Köşe yazısının "İKİ ALİ BABACAN" sözlerinden "karakola çekilmiş. Falan." sözlerine kadar olan bölümünü harfi harfine yazıya geçirin.

*Metin alıntısı*
>>>
Paylaş
Diyor ki:
“Fetullah’ı metheden bir lafımı bulamazlar”.
*
Yok, bir de bulsalardı!
*
Diyor ki:
“Okullarından hiçbirini ziyaret etmedim”.
*
Yok, bir de ziyaret etseydin!
*
Diyor ki:
“Bankalarına para yatırmadım”.
*
Yok, bir de yatırsaydın!
*
Diyor ki:
“Gazetelerini okumadım”.
*
Yok, bir de abone olsaydın!
*
Bize bunlarla gelme Hilmi Paşa!
Geleceksen...
- “FETÖ bana göz açtırmadı” diye gel...
- “FETÖ beni kodese tıkmaya çalıştı” diye gel...
-“FETÖ benimle uğraştı” diye gel...
-“FETÖ bana kumpas kurdu” diye gel.
Tabii gelebiliyorsan!
İKİ ALİ BABACAN ŞAKASI
- BİRİNCİ ŞAKA: Türkiye’nin en kısa fıkrası: “Ali Babacan, partisinin kuruluşunu bir kez daha erteledi”.
*
- İKİNCİ ŞAKA: Ali Babacan’ın yeni partisi için yeni bir isim önerisi: “Milli Erteleme Partisi”.
ATATÜRK’LE İLGİLİ İKİ OLAY, İKİ YORUM
- OLAY: Minnacık bir öğrenci, okul bahçesinde kar topu oynarken Atatürk büstüne kar topu atmış. Öğretmen, öğrenciyi polise ihbar etmiş. Polis gelmiş. Çocuk karakola çekilmiş. Falan.
<<<
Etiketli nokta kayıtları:
>>>
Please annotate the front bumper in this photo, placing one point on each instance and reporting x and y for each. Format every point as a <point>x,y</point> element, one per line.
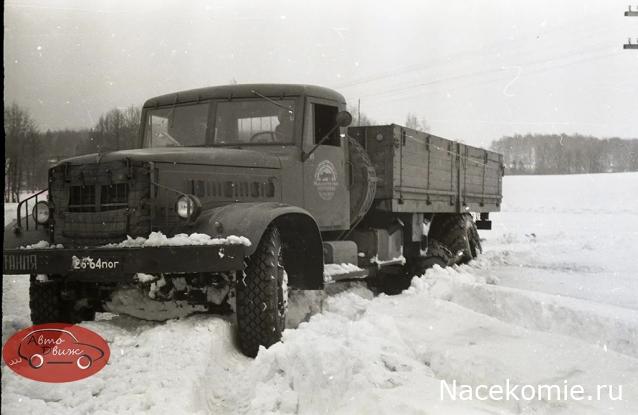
<point>108,264</point>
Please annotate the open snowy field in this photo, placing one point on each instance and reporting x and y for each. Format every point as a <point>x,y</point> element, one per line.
<point>553,301</point>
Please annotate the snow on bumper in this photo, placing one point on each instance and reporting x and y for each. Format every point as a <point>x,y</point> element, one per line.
<point>107,263</point>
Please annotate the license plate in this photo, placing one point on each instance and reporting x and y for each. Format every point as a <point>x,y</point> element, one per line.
<point>88,263</point>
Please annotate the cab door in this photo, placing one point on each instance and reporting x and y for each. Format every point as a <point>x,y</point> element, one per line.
<point>325,187</point>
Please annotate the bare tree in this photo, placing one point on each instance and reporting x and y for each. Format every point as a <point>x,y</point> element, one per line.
<point>21,150</point>
<point>412,121</point>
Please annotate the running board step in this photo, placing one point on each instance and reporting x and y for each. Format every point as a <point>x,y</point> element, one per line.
<point>340,272</point>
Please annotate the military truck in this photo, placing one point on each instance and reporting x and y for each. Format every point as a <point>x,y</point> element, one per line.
<point>238,193</point>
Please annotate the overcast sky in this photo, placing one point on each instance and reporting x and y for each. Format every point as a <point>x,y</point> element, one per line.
<point>476,70</point>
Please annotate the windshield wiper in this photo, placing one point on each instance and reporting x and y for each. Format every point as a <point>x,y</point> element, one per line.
<point>289,109</point>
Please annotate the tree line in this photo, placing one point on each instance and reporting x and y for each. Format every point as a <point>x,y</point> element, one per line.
<point>566,154</point>
<point>29,151</point>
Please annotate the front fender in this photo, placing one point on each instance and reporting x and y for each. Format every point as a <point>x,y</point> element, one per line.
<point>303,249</point>
<point>14,238</point>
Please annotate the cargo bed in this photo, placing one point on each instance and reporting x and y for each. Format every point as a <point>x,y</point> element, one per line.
<point>421,172</point>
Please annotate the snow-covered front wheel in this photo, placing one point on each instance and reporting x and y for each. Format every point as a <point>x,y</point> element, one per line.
<point>262,296</point>
<point>452,230</point>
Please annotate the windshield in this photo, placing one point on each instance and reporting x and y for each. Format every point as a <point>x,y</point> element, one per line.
<point>183,125</point>
<point>236,122</point>
<point>244,122</point>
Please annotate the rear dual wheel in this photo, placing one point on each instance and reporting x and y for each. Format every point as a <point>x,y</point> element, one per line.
<point>453,239</point>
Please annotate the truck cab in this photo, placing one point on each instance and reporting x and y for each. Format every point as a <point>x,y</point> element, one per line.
<point>283,123</point>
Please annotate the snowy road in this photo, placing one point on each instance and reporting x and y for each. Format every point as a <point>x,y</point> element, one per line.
<point>554,300</point>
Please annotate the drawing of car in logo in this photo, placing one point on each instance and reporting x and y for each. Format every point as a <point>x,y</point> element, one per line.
<point>57,346</point>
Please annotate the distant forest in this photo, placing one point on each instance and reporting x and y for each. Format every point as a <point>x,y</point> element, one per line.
<point>29,151</point>
<point>566,154</point>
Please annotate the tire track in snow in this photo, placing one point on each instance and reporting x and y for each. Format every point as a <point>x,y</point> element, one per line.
<point>606,326</point>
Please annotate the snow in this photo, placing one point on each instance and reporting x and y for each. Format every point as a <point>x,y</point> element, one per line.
<point>396,260</point>
<point>553,300</point>
<point>182,239</point>
<point>330,270</point>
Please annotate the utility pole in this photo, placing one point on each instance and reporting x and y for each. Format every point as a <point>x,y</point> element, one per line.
<point>630,45</point>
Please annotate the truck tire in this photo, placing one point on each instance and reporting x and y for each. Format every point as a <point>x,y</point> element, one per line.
<point>452,231</point>
<point>262,296</point>
<point>475,240</point>
<point>364,181</point>
<point>48,306</point>
<point>437,254</point>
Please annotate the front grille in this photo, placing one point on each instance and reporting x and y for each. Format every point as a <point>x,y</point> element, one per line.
<point>96,204</point>
<point>82,199</point>
<point>114,196</point>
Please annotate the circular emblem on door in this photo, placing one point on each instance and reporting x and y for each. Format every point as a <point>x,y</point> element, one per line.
<point>326,180</point>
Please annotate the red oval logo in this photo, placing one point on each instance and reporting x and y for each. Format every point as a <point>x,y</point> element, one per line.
<point>56,352</point>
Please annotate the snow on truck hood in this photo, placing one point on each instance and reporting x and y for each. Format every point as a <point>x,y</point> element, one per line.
<point>216,156</point>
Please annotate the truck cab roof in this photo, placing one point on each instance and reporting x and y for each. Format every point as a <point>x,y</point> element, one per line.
<point>244,91</point>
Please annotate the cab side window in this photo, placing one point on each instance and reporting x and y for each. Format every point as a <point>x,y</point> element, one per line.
<point>324,121</point>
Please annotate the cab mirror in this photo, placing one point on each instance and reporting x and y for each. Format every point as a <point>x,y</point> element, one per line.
<point>344,118</point>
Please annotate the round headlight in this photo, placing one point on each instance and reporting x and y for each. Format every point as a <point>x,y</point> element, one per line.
<point>187,207</point>
<point>41,213</point>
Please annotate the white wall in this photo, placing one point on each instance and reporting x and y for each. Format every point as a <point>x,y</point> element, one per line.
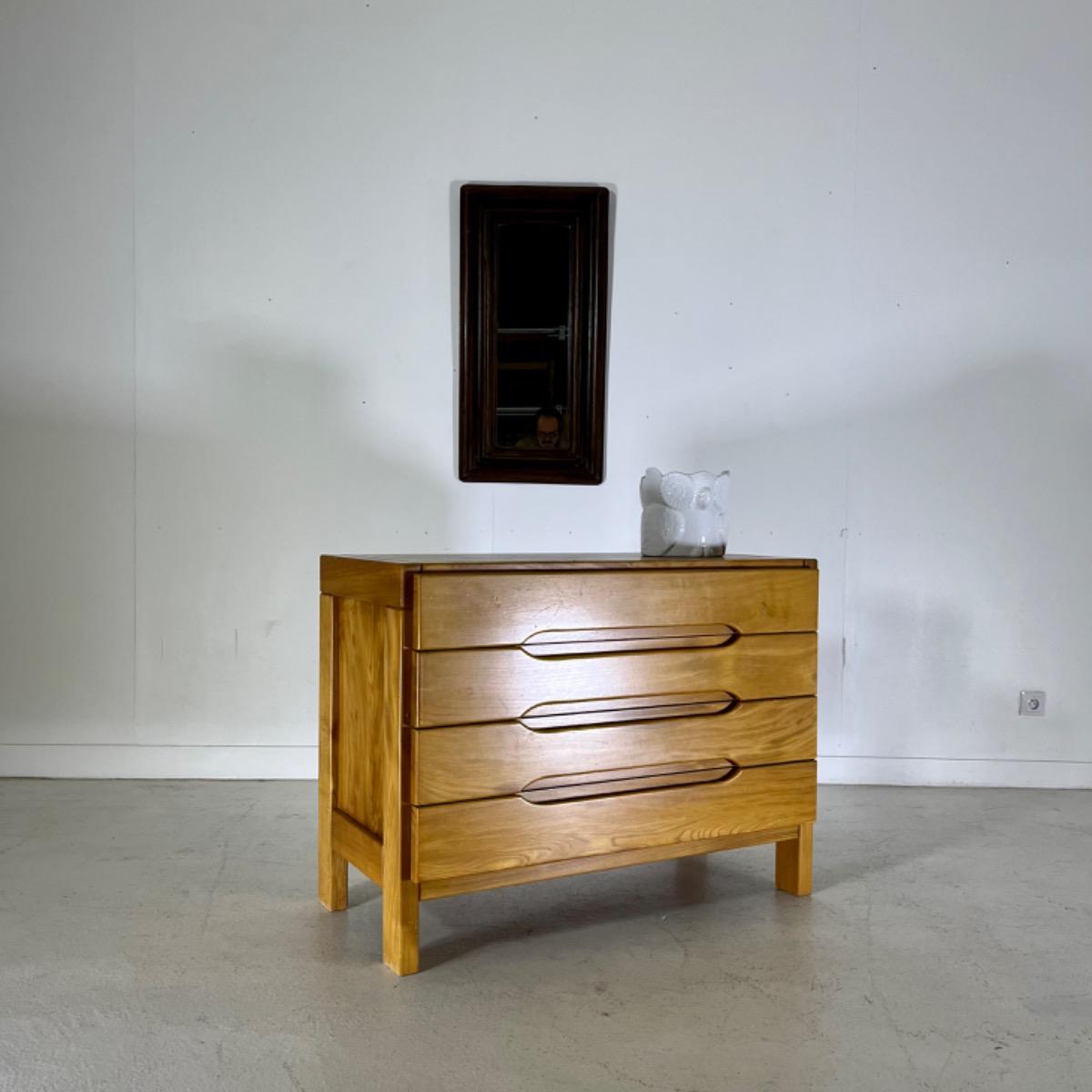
<<<
*Yanıt*
İKİ ALİ BABACAN ŞAKASI
- BİRİNCİ ŞAKA: Türkiye’nin en kısa fıkrası: “Ali Babacan, partisinin kuruluşunu bir kez daha erteledi”.
*
- İKİNCİ ŞAKA: Ali Babacan’ın yeni partisi için yeni bir isim önerisi: “Milli Erteleme Partisi”.
ATATÜRK’LE İLGİLİ İKİ OLAY, İKİ YORUM
- OLAY: Minnacık bir öğrenci, okul bahçesinde kar topu oynarken Atatürk büstüne kar topu atmış. Öğretmen, öğrenciyi polise ihbar etmiş. Polis gelmiş. Çocuk karakola çekilmiş. Falan.